◆ Work instructions
When you return the entries, keep every word and mark exactly as it is.

◆ Material provided
^^^^
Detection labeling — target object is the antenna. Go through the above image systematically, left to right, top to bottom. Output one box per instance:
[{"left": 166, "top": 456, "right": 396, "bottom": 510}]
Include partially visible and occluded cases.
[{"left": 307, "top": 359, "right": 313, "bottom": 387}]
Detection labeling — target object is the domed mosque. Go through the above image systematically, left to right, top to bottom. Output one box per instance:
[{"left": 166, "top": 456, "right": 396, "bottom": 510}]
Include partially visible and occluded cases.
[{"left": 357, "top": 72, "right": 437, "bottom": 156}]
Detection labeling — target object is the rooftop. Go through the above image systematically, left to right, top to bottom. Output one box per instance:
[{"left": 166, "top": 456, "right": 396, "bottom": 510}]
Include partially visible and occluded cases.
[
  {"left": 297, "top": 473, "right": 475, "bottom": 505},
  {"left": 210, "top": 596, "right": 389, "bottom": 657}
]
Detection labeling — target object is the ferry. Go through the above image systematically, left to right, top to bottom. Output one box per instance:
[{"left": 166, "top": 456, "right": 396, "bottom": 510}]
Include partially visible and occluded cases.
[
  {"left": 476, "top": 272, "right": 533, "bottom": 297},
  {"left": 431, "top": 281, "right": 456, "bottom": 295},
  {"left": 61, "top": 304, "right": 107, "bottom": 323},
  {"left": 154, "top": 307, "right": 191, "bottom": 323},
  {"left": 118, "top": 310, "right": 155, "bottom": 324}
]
^^^^
◆ Reply
Detection labeling — target object is the antenna. Go through the above image systematically, left to right, top to bottom. Output one box per instance:
[{"left": 166, "top": 456, "right": 396, "bottom": 510}]
Include partially visible and occluded cases.
[{"left": 307, "top": 359, "right": 313, "bottom": 387}]
Detection labeling — target object is the domed mosque. Go through the above image systematically, left to right, top to bottom. Output one box per instance:
[{"left": 166, "top": 456, "right": 396, "bottom": 510}]
Include partially visible and occluded cases.
[{"left": 357, "top": 72, "right": 437, "bottom": 156}]
Detection labeling — target object is the rooftop. Go through the above image systematically, left to right, top to bottom. Output one box per instance:
[{"left": 166, "top": 456, "right": 396, "bottom": 510}]
Include partially visible and occluded cases.
[
  {"left": 297, "top": 473, "right": 475, "bottom": 505},
  {"left": 210, "top": 596, "right": 389, "bottom": 657}
]
Detection labeling — target object is the ferry. Go through the above image systematically, left to right, top to bottom. Output one box per instance:
[{"left": 166, "top": 456, "right": 396, "bottom": 510}]
Include partially visible and occluded cases.
[
  {"left": 476, "top": 272, "right": 533, "bottom": 297},
  {"left": 431, "top": 281, "right": 456, "bottom": 295},
  {"left": 61, "top": 304, "right": 107, "bottom": 323},
  {"left": 154, "top": 307, "right": 191, "bottom": 323},
  {"left": 118, "top": 310, "right": 155, "bottom": 324}
]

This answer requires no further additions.